Extract provided
━━━━━━━━━━━━━━━━

IF FEMALE EJACULATE helps to keep women healthy, it may not be the only bodily fluid that lends a hidden helping hand. Semen may help to get women pregnant—which sounds obvious—but not just by supplying sperm. In 2003, an email circulated that included what appeared to be a CNN report discussing a study that linked women giving oral sex to a decrease in breast cancer. There was no such study—just a well-crafted college student joke. The email led to the embarrassment of some international media outlets that took it seriously and ran with it. Even though semen exposure through oral sex doesn’t decrease breast cancer risk, it may very well increase the chances of a successful pregnancy.
Here’s the idea in a nutshell. In women’s bodies, sperm are foreign entities, which means they should be treated like other foreign microbes—attacked and destroyed by the immune system. That doesn’t happen, at least not all the time—if it did, of course, we wouldn’t be here today. But it may be that a woman’s immune response to invading sperm is yet another hurdle sperm have to overcome in their race to fertilize an egg. It’s possible that repeated exposure to a partner’s semen (and a chemical called TGF-beta and the sperm within) may familiarize a woman’s body with it and make it more acceptable. If familiar sperm are treated more favorably than other sperm, it might provide another advantage as well: it would decrease the odds of pregnancy from a sexual encounter with a stranger, while increasing the odds for reproduction with a long-term mate. This theory is supported by new research that found that women who engaged in oral sex with their male partners were less likely to suffer from a rather dangerous pregnancy-related hypertensive crisis called preeclampsia. This condition can occur during pregnancy (family history, especially in sisters, is just one of the risk factors), in which blood pressure rises to potentially dangerous levels. Some women with preeclampsia can even deteriorate further, developing eclampsia, which is characterized by seizures and classified as a true obstetrical emergency. Providing even stronger evidence that the link between oral semen exposure reduced the risk of preeclampsia, the women who reported swallowing their partners’ semen had the most protection.

━━━━━━━━━━━━━━━━

The task
Resume the passage on semen exposure and pregnancy, picking up right after its final sentence.

Saved data entries
━━━━━━━━━━━━━━━━

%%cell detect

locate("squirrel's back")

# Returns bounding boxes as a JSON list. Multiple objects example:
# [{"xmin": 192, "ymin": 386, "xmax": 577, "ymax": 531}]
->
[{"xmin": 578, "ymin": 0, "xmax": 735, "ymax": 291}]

━━━━━━━━━━━━━━━━

Solved problem
And, of course, the key may very well be overall semen exposure—not just oral sex. In all associative studies, while trying to tease out relationships between different factors, in this case semen exposure and preeclampsia, it’s difficult to know what is truly causal. For example, women who engage in oral sex and swallow semen have been found to be more likely to engage in other sexual behaviors more frequently than women who don’t, including unprotected vaginal sex and anal intercourse, both of which could increase their exposure to semen. And though this research looks interesting, so far the results are not confirmed. Suffice it to say, before doctors begin recommending oral sex and semen exposure to women trying to conceive, much more research still needs to be done.
But if you look at all the research from on high, the trend seems to confirm something humans have thought for millions of years—sex can be pretty darn good for you.
CHAPTER 5
come as you are
Nothing in evolution is free. Every adaptation is a tradeoff, a compromise of some sort: walking on two legs gave us the advantage of height but cost us in terms of speed; our bigger brains give us the advantage of higher intelligence, but much of that brain growth occurs after birth, which makes human newborns especially helpless. In that sense, nature is really a massive arbitrage that uses trial and error to arrive at certain biological traits through natural selection that, across a given species, confers more benefits than costs. And sexual reproduction is no exception—it comes with significant costs, although it clearly has benefits.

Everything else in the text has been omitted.